▶ **TASK BRIEF**: Write out all the rows below again, requests included, scaling every x,y point coordinate in the answers by 0.75 and rounding each result to a whole number, with halves rounded up. Omit the pictures from your output.
>> Begin RAW RECORDS
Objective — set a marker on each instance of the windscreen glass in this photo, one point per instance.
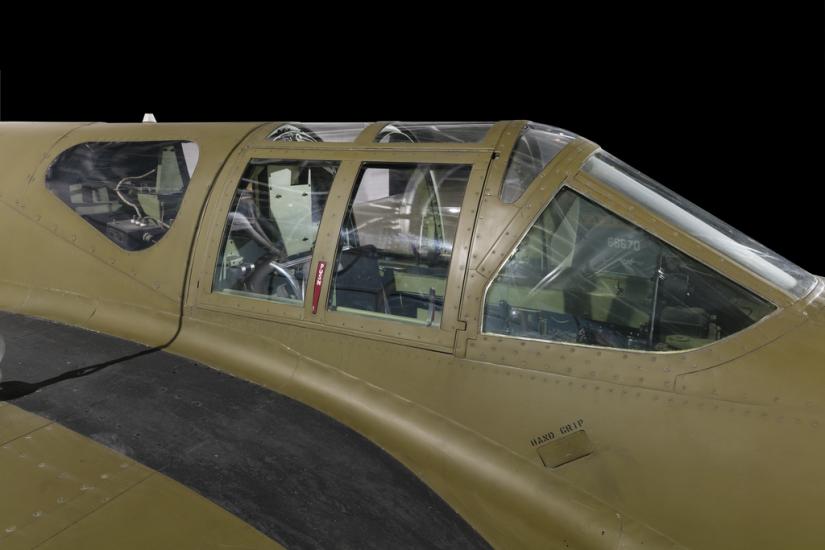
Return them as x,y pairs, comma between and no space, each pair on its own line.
698,223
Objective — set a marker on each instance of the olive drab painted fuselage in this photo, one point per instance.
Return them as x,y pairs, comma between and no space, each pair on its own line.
566,354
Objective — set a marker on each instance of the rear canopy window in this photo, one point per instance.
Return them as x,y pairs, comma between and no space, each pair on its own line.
129,191
434,132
>> End RAW RECORDS
▶ **OUTPUT OF THE TASK**:
Objective — set a marker on each instance of the windscreen glass in this photo, one point per instance.
Return them as x,y pairs, comma between and no space, each pair on its own line.
524,167
Objective — set a marker on each instance of the olive drab painted fuselage in this photo, one point per instance.
Return them as x,y pairs, comma between and no space, each pair on its own line.
425,266
Objective — set a marker on each instance of the rear canopy window in this photo, one point per instance.
Return them as x,y pairs, comma between and no space, each pair on its own line.
97,143
326,99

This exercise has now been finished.